Your objective:
For the records that follow, please set down exactly the lines between the one holding "the hula dancer with raised arm" and the one holding "the wet sand", inclusive, and only those.

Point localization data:
━━━━━━━━━━

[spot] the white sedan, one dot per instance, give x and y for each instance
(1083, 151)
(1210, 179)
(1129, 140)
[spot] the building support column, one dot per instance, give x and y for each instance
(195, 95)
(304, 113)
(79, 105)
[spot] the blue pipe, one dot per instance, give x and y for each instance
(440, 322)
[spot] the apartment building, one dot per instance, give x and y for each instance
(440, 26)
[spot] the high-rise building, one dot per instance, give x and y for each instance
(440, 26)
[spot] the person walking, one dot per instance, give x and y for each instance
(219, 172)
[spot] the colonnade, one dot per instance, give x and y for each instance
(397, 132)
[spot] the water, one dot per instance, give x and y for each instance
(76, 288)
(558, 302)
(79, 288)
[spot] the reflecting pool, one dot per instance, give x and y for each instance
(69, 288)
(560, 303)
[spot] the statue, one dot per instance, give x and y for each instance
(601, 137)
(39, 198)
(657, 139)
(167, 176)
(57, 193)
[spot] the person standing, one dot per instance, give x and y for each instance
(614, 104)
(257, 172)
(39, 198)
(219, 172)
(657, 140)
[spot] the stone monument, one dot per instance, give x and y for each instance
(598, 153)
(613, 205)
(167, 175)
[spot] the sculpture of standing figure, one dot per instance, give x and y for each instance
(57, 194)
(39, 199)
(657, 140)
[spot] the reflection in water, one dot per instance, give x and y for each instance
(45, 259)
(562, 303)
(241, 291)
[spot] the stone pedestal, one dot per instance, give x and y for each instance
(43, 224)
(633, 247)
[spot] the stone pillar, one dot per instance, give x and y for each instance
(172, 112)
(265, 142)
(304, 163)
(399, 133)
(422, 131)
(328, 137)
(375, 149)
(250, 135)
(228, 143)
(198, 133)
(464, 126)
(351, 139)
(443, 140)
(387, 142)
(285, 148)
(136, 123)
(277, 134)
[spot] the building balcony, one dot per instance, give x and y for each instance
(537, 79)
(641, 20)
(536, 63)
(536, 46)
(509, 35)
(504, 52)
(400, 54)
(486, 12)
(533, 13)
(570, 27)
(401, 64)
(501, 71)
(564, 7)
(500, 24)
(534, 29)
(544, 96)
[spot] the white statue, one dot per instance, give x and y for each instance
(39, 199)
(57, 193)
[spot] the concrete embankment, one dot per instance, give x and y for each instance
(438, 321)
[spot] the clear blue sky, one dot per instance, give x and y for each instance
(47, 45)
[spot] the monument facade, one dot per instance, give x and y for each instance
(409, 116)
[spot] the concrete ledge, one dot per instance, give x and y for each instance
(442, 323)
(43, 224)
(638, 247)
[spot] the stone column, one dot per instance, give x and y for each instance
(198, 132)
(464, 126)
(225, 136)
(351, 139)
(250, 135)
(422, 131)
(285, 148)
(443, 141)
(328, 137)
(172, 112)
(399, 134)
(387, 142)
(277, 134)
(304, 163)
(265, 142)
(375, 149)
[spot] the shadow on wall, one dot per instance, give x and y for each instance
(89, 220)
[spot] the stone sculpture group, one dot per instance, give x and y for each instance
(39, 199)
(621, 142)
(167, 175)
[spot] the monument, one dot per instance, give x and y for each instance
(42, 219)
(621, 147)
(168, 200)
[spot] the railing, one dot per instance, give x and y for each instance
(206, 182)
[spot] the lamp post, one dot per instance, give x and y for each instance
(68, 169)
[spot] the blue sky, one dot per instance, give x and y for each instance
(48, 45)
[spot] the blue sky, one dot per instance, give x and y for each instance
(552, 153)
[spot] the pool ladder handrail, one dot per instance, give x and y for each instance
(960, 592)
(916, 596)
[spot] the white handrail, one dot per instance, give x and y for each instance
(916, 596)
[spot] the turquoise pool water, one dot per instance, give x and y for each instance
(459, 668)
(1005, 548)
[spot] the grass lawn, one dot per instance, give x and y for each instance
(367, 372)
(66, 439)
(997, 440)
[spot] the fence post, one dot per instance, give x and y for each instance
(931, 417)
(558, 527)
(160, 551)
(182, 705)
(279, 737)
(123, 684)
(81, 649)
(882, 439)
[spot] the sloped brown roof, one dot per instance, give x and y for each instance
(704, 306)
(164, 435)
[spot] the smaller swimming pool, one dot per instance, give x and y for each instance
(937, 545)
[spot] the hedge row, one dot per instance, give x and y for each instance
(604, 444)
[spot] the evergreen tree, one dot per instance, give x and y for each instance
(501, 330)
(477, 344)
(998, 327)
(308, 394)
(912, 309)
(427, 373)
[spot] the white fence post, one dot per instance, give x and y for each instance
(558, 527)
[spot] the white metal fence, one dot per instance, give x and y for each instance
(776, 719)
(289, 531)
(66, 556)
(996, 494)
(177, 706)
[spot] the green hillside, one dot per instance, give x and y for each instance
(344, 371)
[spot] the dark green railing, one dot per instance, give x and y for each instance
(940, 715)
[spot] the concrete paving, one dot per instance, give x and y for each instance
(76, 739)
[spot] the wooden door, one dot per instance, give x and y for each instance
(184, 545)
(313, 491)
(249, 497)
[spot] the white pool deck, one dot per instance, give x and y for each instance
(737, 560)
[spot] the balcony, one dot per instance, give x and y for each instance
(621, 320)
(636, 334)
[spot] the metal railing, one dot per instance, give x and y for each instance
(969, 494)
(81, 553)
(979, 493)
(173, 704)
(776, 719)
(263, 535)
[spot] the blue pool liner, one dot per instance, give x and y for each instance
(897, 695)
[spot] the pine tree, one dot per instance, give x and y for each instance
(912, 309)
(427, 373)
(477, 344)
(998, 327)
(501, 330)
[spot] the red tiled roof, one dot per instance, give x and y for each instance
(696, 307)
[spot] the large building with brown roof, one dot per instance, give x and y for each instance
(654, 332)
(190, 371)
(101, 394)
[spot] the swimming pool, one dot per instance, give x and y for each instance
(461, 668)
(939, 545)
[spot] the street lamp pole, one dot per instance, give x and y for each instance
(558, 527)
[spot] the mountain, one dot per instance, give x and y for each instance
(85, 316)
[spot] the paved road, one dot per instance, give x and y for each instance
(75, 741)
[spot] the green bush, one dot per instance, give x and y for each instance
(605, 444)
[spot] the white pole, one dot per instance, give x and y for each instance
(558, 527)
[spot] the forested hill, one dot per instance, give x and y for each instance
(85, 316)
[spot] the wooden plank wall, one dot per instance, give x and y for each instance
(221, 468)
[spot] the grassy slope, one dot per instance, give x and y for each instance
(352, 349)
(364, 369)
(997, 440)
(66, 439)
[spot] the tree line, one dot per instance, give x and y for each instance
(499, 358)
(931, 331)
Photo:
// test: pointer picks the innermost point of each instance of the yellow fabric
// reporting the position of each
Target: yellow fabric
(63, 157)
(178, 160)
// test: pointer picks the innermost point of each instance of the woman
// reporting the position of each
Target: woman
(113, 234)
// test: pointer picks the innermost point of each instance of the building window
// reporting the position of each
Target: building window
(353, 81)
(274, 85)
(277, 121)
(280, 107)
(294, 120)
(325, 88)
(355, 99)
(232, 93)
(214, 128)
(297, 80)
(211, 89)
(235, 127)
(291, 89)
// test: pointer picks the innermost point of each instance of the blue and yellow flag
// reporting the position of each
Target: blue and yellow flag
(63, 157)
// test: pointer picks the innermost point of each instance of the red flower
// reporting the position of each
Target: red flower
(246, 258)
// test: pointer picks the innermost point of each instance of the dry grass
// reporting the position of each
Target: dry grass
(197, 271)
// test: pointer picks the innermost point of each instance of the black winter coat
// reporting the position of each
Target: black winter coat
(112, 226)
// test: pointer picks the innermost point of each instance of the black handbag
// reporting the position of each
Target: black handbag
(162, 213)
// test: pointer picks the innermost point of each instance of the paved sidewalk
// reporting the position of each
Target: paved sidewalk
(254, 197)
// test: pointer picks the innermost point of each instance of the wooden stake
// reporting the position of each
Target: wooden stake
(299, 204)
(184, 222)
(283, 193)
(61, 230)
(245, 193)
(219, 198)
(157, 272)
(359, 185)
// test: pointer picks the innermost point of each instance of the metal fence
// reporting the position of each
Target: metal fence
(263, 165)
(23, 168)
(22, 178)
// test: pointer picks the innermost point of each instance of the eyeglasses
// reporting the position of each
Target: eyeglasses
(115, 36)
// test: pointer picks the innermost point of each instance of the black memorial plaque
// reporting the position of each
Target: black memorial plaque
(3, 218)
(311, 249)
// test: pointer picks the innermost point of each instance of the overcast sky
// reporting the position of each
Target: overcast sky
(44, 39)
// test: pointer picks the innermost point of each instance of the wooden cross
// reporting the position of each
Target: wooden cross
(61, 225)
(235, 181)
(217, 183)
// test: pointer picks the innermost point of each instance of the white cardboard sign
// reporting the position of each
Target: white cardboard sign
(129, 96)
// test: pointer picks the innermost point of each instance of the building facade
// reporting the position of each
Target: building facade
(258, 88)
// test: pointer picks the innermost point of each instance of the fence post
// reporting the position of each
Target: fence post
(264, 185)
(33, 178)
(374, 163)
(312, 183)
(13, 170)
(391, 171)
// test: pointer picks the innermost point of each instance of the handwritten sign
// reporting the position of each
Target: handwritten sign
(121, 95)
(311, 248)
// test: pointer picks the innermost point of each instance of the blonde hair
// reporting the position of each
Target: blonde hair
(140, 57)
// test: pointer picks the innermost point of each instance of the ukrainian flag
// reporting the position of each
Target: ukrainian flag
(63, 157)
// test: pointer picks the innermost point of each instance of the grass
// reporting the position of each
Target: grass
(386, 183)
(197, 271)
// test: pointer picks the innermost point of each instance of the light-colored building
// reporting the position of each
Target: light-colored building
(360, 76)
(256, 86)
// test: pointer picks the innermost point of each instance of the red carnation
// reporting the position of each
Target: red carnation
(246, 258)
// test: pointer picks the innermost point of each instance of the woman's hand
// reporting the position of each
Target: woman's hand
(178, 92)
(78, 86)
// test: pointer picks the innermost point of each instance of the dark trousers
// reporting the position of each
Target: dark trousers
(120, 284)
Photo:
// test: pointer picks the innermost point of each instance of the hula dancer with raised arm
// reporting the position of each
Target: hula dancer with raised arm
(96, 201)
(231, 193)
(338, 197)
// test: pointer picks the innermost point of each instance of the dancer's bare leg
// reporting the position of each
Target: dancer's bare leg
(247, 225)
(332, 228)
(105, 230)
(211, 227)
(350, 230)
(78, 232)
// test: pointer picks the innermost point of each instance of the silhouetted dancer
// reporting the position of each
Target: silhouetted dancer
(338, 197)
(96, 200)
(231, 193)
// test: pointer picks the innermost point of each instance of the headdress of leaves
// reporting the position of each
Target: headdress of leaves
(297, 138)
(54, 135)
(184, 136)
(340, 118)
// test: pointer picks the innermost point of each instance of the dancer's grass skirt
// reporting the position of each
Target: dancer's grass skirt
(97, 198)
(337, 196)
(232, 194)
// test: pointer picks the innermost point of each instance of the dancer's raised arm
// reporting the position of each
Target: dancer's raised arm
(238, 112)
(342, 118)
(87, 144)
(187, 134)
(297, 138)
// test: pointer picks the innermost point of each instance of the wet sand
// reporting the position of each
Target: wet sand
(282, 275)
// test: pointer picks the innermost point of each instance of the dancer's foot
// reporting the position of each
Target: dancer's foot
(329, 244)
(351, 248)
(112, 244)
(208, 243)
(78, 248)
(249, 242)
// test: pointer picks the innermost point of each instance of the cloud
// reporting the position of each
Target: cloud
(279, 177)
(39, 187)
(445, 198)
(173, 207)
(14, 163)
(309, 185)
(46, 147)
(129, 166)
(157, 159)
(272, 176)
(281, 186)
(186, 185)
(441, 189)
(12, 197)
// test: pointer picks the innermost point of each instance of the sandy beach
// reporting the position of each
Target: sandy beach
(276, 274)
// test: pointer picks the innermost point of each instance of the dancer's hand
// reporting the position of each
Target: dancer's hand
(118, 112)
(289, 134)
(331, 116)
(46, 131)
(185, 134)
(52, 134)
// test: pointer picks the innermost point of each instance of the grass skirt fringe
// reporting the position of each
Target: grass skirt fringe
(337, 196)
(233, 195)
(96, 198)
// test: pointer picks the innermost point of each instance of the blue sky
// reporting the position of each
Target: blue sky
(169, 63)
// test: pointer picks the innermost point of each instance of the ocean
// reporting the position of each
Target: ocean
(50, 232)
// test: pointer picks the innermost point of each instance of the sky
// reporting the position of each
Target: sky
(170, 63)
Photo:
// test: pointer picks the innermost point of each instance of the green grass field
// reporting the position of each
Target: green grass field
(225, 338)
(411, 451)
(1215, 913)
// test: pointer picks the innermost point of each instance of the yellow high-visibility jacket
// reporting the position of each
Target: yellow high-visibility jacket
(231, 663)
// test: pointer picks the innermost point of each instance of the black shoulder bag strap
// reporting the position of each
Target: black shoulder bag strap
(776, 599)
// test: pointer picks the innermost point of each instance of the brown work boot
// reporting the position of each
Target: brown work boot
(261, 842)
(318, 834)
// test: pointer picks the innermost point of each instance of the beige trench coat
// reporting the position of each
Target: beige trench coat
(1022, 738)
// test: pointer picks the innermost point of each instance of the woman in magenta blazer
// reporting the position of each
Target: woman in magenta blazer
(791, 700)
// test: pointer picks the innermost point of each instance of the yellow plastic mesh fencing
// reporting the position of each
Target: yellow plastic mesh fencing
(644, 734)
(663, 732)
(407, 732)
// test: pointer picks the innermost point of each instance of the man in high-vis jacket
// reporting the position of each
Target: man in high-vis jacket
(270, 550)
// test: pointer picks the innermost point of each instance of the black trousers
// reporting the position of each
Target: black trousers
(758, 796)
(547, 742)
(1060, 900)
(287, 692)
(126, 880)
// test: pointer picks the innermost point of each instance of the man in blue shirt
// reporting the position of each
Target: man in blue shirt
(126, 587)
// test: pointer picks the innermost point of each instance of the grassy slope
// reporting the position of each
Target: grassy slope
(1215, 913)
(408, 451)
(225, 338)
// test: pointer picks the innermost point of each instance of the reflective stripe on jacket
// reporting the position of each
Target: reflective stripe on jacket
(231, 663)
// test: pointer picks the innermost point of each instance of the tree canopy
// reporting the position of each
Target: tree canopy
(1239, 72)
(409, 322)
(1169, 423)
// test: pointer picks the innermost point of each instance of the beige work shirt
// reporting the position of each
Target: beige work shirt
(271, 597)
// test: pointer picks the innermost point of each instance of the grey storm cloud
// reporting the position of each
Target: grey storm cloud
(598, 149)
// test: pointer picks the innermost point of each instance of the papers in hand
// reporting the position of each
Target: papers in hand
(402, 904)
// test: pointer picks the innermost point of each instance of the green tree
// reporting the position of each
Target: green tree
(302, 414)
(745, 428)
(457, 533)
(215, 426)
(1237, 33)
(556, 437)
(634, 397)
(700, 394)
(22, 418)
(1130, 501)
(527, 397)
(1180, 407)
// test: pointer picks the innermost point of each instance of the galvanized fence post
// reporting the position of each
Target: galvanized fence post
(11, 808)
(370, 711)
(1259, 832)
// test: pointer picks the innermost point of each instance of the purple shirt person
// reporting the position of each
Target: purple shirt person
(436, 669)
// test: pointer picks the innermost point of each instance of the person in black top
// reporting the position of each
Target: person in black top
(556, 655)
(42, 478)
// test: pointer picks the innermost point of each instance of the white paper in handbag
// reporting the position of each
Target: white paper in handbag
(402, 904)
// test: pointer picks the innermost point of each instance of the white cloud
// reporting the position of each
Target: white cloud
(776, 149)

━━━━━━━━━━

Answer:
// test: pointer picks the innermost point of each instance of the hula dancer with raised arm
// reporting the position of each
Target: hula dancer with raised arm
(96, 201)
(231, 193)
(338, 197)
// test: pointer picks the innermost point of each instance of the dancer's bare leg
// reporting the position of each
Target: dancer's bare leg
(247, 225)
(332, 228)
(105, 230)
(211, 227)
(350, 230)
(78, 232)
// test: pointer picks the innermost point of each instance of the silhouetted dancer
// reporting the position of each
Target: silhouetted dancer
(338, 197)
(96, 200)
(231, 193)
// test: pointer picks the innermost point of each instance of the headdress of leaves
// reporting the position of each
Target: headdress of leaves
(297, 138)
(54, 135)
(184, 136)
(340, 118)
// test: pointer picks the innermost point of each instance of the dancer's grass skirt
// reporting the position of each
Target: dancer's grass skirt
(97, 198)
(337, 196)
(232, 194)
// test: pointer picks the innermost point of each instance of the dancer's raised arm
// reporting the position of each
Target: dancer's raised arm
(238, 112)
(342, 118)
(87, 144)
(187, 134)
(297, 138)
// test: pointer picks the innermost point of each instance of the wet sand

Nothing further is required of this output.